SOURCE TEXT below:
Gmina Łasin is an urban-rural gmina (administrative district) in Grudziądz County, Kuyavian-Pomeranian Voivodeship, in north-central Poland. Its seat is the town of Łasin, which lies approximately 21 km east of Grudziądz and 63 km north-east of Toruń.

The gmina covers an area of 136.58 km2, and as of 2006 its total population is 8,288 (out of which the population of Łasin amounts to 3,276, and the population of the rural part of the gmina is 5,012).

==Villages==
Apart from the town of Łasin, Gmina Łasin contains the villages and settlements of Bogdanki, Boże Pole, Goczałki, Gordanowo, Hermanowo, Huta-Strzelce, Jakubkowo, Jankowice, Kozłowo, Ludwichowo, Małe Szczepanki, Nogat, Nowe Błonowo, Nowe Jankowice, Nowe Mosty, Plesewo, Przesławice, Stare Błonowo, Święte, Szczepanki, Szonowo Królewskie, Szonowo Szlacheckie, Szynwałd, Szynwałdzik, Wybudowanie Łasińskie, Wydrzno, Zawda and Zawdzka Wola.

==Neighbouring gminas==
Gmina Łasin is bordered by the gminas of Biskupiec, Gardeja, Gruta, Kisielice, Rogóźno and Świecie nad Osą.
End of SOURCE TEXT.
INFORMATION PROVIDED below:
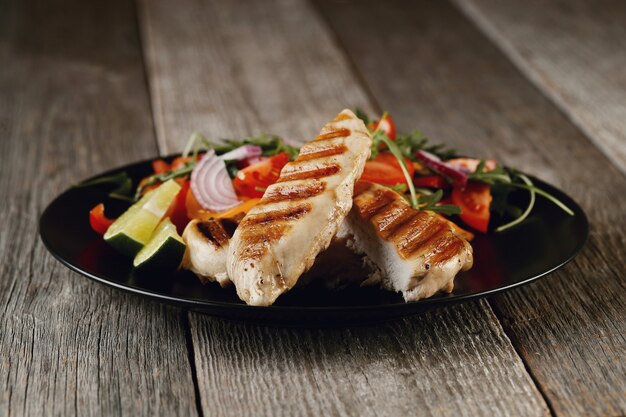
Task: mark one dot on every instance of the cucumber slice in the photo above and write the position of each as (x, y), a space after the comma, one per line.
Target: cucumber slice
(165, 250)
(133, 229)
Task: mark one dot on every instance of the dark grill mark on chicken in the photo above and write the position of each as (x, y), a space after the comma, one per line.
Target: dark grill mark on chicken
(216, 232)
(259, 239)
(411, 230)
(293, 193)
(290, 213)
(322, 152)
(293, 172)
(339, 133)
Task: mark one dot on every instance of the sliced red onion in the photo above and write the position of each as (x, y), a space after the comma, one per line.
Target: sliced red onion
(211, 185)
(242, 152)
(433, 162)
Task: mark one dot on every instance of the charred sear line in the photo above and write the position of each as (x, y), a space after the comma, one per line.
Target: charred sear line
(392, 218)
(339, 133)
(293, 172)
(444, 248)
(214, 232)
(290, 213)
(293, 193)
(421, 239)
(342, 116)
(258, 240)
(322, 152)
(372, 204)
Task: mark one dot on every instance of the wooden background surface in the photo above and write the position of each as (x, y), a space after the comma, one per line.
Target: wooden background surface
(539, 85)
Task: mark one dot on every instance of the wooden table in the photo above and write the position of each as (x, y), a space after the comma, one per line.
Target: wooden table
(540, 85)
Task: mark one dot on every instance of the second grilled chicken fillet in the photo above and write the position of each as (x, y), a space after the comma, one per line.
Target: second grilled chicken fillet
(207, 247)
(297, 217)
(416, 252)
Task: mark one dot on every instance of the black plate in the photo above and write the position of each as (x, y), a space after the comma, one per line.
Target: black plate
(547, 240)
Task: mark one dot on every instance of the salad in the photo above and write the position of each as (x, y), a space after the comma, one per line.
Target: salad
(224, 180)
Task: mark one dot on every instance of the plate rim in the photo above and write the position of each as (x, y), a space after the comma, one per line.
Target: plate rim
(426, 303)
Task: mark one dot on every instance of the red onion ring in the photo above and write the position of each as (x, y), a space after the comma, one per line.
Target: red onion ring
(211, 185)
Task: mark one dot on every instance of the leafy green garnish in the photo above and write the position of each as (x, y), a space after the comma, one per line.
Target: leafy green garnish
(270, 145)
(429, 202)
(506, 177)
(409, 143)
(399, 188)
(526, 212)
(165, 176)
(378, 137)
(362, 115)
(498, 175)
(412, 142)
End of INFORMATION PROVIDED.
INFORMATION PROVIDED below:
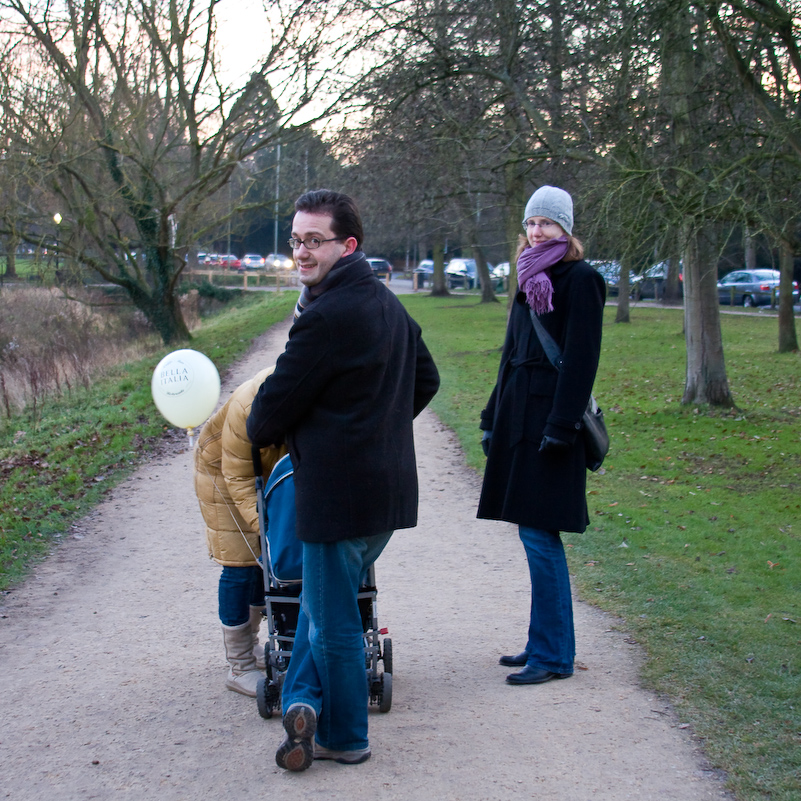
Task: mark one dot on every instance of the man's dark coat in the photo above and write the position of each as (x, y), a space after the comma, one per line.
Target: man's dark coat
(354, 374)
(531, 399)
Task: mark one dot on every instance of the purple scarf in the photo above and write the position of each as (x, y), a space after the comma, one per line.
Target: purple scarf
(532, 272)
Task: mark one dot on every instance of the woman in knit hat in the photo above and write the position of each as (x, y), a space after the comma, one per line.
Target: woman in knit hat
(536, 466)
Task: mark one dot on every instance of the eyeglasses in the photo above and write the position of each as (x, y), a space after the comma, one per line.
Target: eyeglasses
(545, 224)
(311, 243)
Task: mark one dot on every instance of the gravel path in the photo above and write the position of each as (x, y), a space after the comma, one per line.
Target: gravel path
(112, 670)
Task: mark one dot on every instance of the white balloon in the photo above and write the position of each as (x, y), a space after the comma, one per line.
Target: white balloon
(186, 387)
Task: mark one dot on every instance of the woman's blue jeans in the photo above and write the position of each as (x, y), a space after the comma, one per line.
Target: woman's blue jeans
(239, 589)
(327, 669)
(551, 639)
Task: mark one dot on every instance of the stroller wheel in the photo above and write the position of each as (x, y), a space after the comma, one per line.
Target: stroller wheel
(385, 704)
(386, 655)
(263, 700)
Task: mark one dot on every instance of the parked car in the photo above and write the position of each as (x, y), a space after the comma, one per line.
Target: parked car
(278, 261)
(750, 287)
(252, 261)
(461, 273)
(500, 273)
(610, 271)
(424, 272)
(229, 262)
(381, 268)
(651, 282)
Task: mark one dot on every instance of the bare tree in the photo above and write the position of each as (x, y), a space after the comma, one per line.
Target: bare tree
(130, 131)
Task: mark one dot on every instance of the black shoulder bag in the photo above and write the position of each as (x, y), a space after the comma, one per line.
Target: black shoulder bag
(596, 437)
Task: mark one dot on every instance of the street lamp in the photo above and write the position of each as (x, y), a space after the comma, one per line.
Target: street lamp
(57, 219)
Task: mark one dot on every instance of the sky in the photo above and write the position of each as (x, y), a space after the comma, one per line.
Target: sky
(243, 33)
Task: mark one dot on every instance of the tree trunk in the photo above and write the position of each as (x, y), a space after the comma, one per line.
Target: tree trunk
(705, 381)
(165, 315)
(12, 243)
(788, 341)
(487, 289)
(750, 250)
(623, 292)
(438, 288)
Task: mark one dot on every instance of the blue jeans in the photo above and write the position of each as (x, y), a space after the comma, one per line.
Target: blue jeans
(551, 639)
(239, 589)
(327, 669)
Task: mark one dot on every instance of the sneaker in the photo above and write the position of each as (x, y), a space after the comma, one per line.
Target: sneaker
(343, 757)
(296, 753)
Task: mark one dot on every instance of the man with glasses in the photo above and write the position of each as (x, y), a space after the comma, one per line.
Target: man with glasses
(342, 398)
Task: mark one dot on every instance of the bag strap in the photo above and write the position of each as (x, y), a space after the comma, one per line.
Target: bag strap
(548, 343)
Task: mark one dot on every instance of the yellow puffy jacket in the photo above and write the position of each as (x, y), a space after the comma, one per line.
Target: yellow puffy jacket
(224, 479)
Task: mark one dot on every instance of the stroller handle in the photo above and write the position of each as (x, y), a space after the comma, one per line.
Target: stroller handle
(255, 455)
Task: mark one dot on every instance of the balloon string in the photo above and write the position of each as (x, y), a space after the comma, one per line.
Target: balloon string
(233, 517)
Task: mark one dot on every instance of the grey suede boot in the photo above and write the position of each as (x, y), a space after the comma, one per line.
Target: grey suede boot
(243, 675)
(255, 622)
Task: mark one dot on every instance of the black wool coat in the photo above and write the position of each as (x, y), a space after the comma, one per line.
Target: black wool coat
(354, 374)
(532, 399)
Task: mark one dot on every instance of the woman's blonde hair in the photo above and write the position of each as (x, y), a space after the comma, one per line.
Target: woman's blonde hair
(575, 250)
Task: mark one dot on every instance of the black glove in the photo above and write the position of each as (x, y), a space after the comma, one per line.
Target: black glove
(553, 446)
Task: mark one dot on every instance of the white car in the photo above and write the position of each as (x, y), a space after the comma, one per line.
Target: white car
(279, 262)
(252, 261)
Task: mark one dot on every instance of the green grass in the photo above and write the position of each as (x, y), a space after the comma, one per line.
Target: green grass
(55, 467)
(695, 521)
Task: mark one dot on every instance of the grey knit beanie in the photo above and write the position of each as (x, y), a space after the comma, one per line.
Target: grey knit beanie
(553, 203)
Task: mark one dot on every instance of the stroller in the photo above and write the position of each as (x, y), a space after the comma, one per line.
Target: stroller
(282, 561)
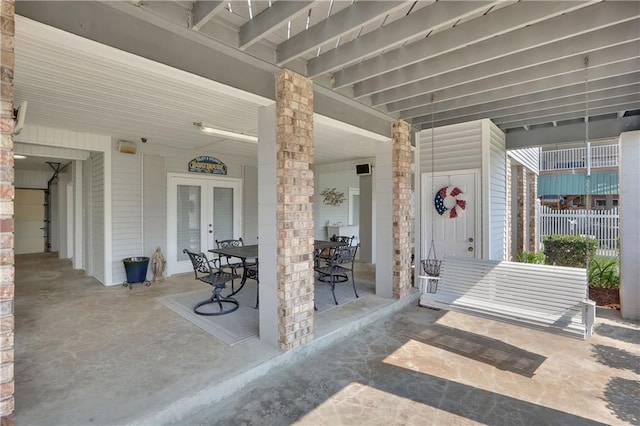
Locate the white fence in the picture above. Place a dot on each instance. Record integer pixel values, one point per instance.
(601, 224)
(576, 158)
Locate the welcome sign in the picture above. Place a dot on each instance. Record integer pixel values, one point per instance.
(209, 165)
End of INFORMATION PROVIDED.
## WHAT TO WORK ON
Can you write out the Gmina Łasin text above again in full, word for word?

## WRITTEN ANSWER
Gmina Łasin is an urban-rural gmina (administrative district) in Grudziądz County, Kuyavian-Pomeranian Voivodeship, in north-central Poland. Its seat is the town of Łasin, which lies approximately 21 km east of Grudziądz and 63 km north-east of Toruń.

The gmina covers an area of 136.58 km2, and as of 2006 its total population is 8,288 (out of which the population of Łasin amounts to 3,276, and the population of the rural part of the gmina is 5,012).

==Villages==
Apart from the town of Łasin, Gmina Łasin contains the villages and settlements of Bogdanki, Boże Pole, Goczałki, Gordanowo, Hermanowo, Huta-Strzelce, Jakubkowo, Jankowice, Kozłowo, Ludwichowo, Małe Szczepanki, Nogat, Nowe Błonowo, Nowe Jankowice, Nowe Mosty, Plesewo, Przesławice, Stare Błonowo, Święte, Szczepanki, Szonowo Królewskie, Szonowo Szlacheckie, Szynwałd, Szynwałdzik, Wybudowanie Łasińskie, Wydrzno, Zawda and Zawdzka Wola.

==Neighbouring gminas==
Gmina Łasin is bordered by the gminas of Biskupiec, Gardeja, Gruta, Kisielice, Rogóźno and Świecie nad Osą.